## [Problem set]
a. In the excerpt about wine and weight, during how many years of follow-up did the women in the quoted Archives of Internal Medicine statement gain less weight?
b. List every name of a person, publication, website, or city that appears in the excerpt about wine and weight.

## [Document excerpt]
══════════

He speaks of the way tannins in red wine help to draw the stomach lining tighter, “starting you on your way to fullness well before you’ve eaten your first bite”.
He also says that drinking a glass of wine with your meal slows down the pace at which you eat, and that “pairing wine may make you think more carefully about what you drinks, meaning you might also think more carefully about how to eat.”
Finally, he references this statement from the Archives of Internal Medicine: “Compared with non-drinkers, initially normal-weight women who consumed a light to moderate amount of alcohol gained less weight and had a lower risk of becoming overweight and/or obese during 12.9 years of follow-up.”
Vinography sparked debate just before Christmas on the subject of bringing your own glasses – not wine – to a restaurant, after news emerged that Madonna had arrived at an Italian in San Francisco with her own stemware.
Vinography’s Alder Yarrow writes: “the gossip mongers pounced on this detail of her dinner as an excuse to speculate about her being a germaphobe.

══════════

## [Listed records]

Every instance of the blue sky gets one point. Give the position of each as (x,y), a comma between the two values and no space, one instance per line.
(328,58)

══════════

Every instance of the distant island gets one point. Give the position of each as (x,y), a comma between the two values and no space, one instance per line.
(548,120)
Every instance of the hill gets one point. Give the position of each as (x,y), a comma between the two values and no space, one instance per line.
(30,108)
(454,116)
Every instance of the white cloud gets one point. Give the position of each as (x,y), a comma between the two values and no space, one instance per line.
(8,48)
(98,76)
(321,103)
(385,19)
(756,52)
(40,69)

══════════

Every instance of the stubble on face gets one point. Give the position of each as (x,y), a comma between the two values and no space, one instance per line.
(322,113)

══════════

## [Outputs by task]
a. 12.9 years

b.
- Archives of Internal Medicine
- Vinography
- Madonna
- San Francisco
- Alder Yarrow